_DOCUMENT SEGMENT_
## BEGIN

Friday, March 03, 2006

Here Comes Edwards…




(At full disclosure: I volunteered for the Edwards for President campaign in both Iowa and Missouri during the primaries. So if you feel my views are biased, well they probably are.)

Yesterday, a small story circulated the political bloggers. An unsubstantiated poll found Senator Edwards one percentage point behind Senator Clinton in a poll of New Hampshire voters. So far, no one knows, who did the poll and there is a possibility it could be a fake or just incorrect numbers from another poll. However, if any amount of truth is in this poll then the ballgame has shifted.

It has been widely assumed that Senator Clinton has a near perfect shot at being the Democratic nominee. She has the media attention, money, and a popular former President husband to campaign for her. The only hurdle that stood in her way was the hatred that a percentage of America has for her. The thought being that the only reason the Democrats would not nominate her was that she possessed too high of negatives to win the general election.

The ability of the Democrats to win the general election was a centerpiece of the Kerry primary campaign. A war hero couldn’t loose, could he? Was the question raised by so many ads with the Senator from Massachusetts in full army gear. In 2008, over a half-a-dozen potential Democrats have been mentioned by pundits as possible candidates and their positive has always been they are more electable than Senator Clinton. This list even includes Senator Kerry.

## END

_PARTS OF THE EXERCISE_
a – Decide whether each statement agrees with the blog post on Edwards and Clinton: (i) the author volunteered for the Edwards campaign in Iowa and Missouri; (ii) the poll showed Edwards ahead of Clinton in New Hampshire; (iii) Senator Kerry is left off the list of potential 2008 candidates. For each, answer yes or no and quote the deciding words.
b – Continue the blog post on Edwards and Clinton from its final sentence.
The material that comes next is separate from the blog post and unrelated to it.

_LISTED RECORDS_

## BEGIN

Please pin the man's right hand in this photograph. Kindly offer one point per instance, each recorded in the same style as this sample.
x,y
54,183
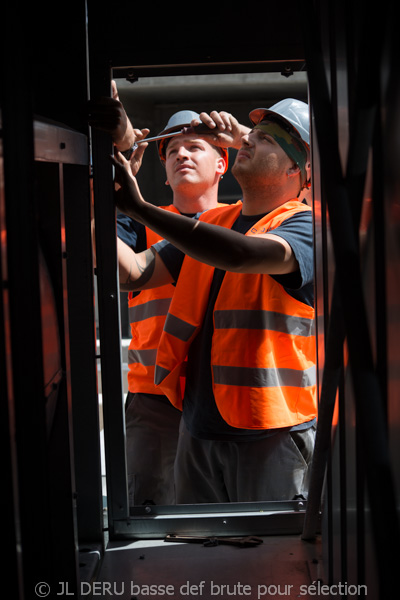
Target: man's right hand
x,y
108,114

## END

_PER-TASK OUTPUTS_
a –
(i) Yes: "I volunteered for the Edwards for President campaign in both Iowa and Missouri during the primaries."
(ii) No: "found Senator Edwards one percentage point behind Senator Clinton in a poll of New Hampshire voters."
(iii) No: "This list even includes Senator Kerry."

b –
For the most part, Senator Edwards has remained in the pack of possible 2008 candidates. Granted he has always been at the top of the ‘other-than-Hillary’ list, but his two positives of winning ability and popularity with independents was overshadowed by Senator Clinton’s huge lead in the polls. With news of this possible poll out of New Hampshire, things can get interesting. With it gone, is Senator Clinton’s advantage of being able to easily roll past the primaries on the sense of invincibility. Money, media attention, and Bill stay in her corner. However, if viable challengers are found, everything but Bill has the ability to decrease.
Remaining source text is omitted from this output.